> _PROBLEM DESCRIPTION_: In the data that follows, determine how many lines contain the word "below", and give only that number.

Items from a data source:
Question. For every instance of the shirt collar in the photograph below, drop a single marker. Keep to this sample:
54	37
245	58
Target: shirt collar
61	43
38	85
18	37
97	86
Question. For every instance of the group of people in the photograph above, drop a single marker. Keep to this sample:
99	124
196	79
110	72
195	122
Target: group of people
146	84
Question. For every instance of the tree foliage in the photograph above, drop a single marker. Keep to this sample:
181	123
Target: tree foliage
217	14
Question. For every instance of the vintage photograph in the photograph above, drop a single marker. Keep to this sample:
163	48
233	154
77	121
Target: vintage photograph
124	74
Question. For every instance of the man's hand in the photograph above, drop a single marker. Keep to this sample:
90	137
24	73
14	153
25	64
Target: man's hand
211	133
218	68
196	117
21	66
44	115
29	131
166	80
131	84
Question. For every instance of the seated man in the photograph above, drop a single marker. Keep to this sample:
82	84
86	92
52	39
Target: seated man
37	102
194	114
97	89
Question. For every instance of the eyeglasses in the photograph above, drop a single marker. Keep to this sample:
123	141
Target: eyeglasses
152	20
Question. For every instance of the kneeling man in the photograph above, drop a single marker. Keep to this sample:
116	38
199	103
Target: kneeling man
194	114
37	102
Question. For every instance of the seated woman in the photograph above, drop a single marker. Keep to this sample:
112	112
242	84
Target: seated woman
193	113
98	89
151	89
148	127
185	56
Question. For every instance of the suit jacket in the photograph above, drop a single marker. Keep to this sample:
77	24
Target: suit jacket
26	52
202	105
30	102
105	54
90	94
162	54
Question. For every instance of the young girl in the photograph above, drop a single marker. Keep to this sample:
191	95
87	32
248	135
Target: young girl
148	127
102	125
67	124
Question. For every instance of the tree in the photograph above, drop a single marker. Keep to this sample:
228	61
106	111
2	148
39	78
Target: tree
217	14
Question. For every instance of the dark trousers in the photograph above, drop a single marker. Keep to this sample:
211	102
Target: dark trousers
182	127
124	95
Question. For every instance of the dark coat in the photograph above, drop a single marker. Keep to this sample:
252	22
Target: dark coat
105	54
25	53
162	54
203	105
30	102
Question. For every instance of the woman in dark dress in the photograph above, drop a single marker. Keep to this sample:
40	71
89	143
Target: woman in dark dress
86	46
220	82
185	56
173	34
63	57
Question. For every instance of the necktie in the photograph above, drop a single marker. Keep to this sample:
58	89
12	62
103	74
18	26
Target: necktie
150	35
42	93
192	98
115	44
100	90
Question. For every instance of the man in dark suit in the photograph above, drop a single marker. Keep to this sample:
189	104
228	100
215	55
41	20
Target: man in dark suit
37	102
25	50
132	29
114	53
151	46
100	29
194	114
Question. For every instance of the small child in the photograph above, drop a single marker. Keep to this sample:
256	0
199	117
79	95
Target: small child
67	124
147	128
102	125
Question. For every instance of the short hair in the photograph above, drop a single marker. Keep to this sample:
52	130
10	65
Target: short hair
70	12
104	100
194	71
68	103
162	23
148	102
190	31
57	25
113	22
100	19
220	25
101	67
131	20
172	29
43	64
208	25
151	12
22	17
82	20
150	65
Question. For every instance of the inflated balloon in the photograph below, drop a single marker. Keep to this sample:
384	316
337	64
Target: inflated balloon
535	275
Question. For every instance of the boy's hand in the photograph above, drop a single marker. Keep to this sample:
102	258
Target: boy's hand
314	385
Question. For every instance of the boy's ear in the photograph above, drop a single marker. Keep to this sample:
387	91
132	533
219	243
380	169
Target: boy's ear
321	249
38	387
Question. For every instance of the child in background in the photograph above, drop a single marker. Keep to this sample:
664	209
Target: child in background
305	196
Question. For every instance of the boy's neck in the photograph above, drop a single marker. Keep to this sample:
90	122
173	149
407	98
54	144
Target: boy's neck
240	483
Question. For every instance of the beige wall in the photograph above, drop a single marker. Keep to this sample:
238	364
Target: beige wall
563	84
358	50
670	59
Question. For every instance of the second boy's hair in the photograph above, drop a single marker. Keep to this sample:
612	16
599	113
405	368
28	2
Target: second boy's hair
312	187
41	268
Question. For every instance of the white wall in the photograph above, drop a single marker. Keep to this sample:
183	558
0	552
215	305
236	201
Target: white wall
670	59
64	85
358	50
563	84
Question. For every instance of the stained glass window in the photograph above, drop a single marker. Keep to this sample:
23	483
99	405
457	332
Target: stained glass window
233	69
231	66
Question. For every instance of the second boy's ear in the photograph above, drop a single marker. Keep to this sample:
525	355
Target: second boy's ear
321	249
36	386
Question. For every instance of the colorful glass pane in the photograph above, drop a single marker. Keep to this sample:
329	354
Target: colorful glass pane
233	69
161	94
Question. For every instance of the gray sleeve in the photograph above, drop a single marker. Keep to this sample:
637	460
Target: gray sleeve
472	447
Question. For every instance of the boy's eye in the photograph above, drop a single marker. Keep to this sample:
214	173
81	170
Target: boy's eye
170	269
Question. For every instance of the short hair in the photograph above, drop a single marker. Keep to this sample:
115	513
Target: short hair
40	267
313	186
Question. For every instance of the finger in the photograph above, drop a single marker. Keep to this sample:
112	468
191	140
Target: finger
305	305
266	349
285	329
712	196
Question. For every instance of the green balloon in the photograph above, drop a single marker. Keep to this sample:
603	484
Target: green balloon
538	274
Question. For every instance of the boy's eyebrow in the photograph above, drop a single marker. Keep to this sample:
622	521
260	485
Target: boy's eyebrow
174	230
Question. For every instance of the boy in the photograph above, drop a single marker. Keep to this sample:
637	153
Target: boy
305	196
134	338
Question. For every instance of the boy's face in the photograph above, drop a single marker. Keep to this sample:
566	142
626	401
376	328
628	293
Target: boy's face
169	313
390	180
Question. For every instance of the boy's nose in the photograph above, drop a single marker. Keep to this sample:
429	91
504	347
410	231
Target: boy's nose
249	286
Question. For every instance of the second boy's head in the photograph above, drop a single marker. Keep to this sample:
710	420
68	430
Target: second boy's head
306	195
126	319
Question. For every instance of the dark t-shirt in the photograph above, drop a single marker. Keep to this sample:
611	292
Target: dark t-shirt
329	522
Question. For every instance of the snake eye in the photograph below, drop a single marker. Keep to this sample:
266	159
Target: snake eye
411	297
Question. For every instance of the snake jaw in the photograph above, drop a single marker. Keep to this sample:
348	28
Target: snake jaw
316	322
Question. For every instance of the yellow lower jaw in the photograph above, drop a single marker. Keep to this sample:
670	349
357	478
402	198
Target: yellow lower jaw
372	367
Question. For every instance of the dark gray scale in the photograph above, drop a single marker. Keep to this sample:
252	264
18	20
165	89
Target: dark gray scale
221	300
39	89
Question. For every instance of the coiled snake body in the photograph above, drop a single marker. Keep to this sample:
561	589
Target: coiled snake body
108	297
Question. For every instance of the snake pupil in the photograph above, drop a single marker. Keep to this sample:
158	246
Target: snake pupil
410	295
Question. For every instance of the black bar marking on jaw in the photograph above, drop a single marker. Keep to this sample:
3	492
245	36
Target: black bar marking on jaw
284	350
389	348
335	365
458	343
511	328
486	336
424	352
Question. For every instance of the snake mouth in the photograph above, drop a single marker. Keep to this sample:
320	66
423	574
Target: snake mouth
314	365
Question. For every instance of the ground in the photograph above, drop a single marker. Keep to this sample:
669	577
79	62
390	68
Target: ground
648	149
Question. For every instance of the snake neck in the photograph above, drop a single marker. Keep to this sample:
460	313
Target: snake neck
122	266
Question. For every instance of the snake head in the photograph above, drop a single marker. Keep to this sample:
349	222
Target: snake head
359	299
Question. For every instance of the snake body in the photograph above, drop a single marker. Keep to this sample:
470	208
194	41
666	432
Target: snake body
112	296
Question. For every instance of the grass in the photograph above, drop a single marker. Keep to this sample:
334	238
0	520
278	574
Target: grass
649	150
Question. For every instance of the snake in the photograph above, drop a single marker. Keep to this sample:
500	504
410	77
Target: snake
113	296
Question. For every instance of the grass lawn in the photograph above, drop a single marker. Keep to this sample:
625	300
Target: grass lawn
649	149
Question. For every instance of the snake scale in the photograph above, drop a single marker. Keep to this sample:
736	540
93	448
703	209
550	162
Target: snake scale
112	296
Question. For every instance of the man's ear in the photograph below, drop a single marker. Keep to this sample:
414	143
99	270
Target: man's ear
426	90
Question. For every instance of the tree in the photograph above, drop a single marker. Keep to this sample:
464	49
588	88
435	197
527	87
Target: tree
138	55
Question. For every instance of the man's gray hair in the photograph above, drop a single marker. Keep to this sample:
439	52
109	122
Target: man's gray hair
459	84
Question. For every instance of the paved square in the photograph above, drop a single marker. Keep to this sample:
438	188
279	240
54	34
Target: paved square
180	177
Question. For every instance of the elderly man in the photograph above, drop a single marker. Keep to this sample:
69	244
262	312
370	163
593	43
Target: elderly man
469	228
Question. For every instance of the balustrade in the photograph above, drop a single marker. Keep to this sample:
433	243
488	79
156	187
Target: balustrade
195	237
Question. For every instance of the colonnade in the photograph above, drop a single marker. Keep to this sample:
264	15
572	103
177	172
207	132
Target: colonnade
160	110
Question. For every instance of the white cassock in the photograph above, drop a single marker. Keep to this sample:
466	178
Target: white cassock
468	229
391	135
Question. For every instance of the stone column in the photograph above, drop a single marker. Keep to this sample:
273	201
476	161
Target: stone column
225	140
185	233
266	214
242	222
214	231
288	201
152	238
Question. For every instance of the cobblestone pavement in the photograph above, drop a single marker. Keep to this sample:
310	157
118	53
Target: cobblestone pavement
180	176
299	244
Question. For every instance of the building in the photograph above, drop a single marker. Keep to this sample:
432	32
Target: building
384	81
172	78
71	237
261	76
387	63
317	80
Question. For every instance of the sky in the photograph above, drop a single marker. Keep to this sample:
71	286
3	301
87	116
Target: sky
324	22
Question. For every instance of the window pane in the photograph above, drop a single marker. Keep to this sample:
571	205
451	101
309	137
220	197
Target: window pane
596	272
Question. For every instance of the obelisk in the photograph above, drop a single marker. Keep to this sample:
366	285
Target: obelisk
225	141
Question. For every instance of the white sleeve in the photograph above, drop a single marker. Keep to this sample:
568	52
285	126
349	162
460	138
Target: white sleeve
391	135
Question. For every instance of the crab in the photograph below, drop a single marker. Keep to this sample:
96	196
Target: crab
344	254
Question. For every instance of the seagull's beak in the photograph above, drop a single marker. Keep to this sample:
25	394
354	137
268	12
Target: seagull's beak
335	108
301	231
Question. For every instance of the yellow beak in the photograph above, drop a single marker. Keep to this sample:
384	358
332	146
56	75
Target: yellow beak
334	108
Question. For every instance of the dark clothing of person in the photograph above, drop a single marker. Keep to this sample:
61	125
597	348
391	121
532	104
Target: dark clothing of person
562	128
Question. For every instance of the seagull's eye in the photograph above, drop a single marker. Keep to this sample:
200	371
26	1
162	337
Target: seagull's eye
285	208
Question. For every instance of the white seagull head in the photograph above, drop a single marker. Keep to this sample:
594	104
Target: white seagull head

> _RESULT OF THIS TASK_: 5